Reproduce the rows below with "white petal" switched to "white flower petal" and everything else left unchanged. Leave the pictures out of your answer.

• • • • •

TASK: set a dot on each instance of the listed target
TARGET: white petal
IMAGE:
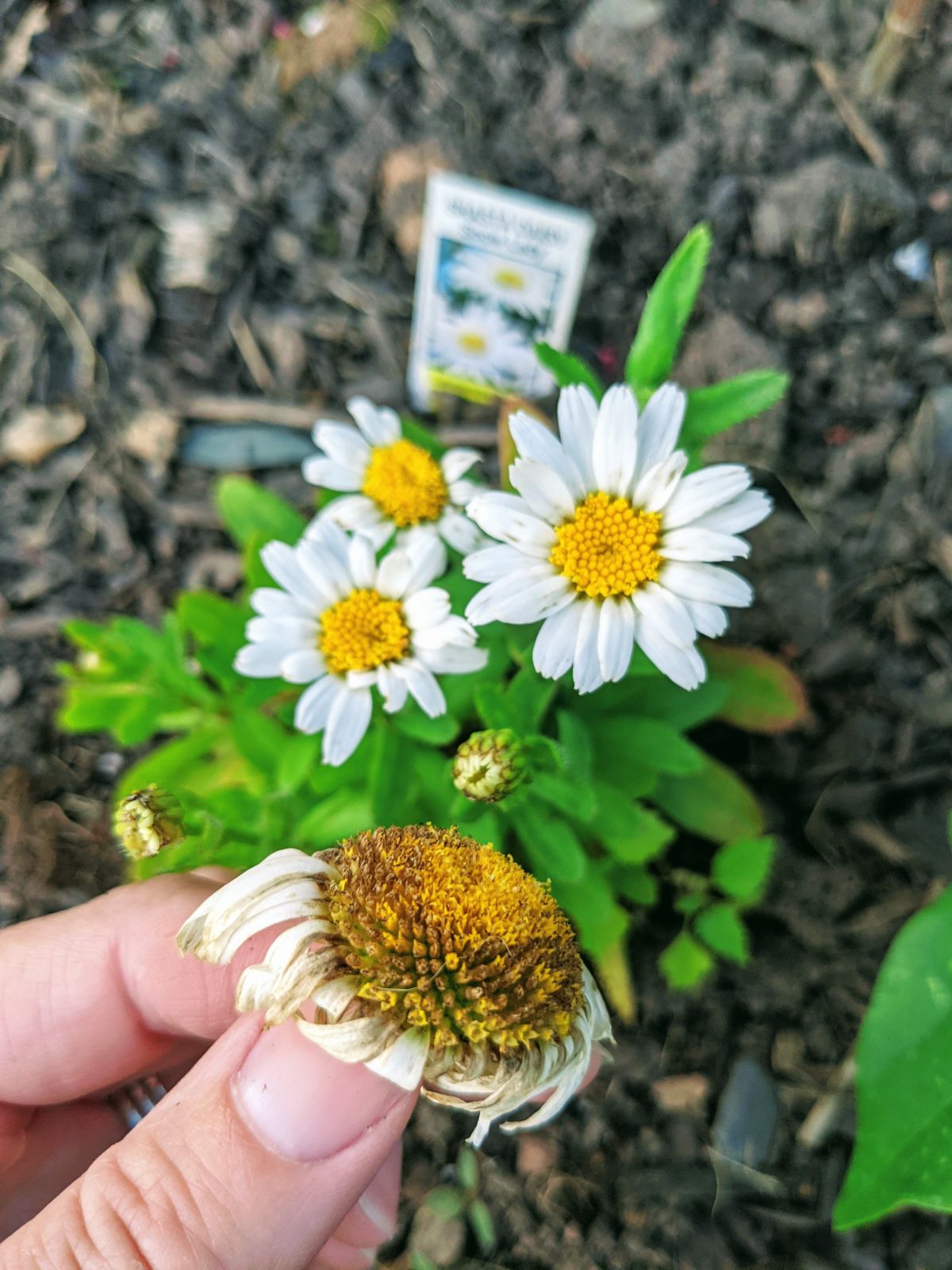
(330, 475)
(490, 564)
(659, 427)
(692, 543)
(708, 582)
(380, 425)
(271, 602)
(347, 723)
(260, 660)
(711, 620)
(543, 489)
(304, 666)
(616, 638)
(535, 441)
(682, 664)
(343, 444)
(578, 412)
(666, 613)
(508, 518)
(404, 1060)
(460, 531)
(587, 675)
(555, 645)
(742, 514)
(314, 706)
(704, 491)
(615, 442)
(428, 607)
(457, 461)
(655, 488)
(362, 563)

• • • • •

_Solution for this task_
TASK: set a dot on each instance of the listed target
TARGET: white flower petal
IMAGE:
(330, 475)
(490, 564)
(659, 427)
(692, 543)
(708, 582)
(380, 425)
(271, 602)
(347, 723)
(260, 660)
(711, 620)
(543, 489)
(304, 666)
(616, 638)
(535, 441)
(682, 664)
(343, 444)
(578, 412)
(666, 613)
(508, 518)
(404, 1060)
(460, 531)
(587, 675)
(555, 645)
(742, 514)
(314, 706)
(704, 491)
(615, 442)
(428, 607)
(457, 461)
(655, 488)
(362, 563)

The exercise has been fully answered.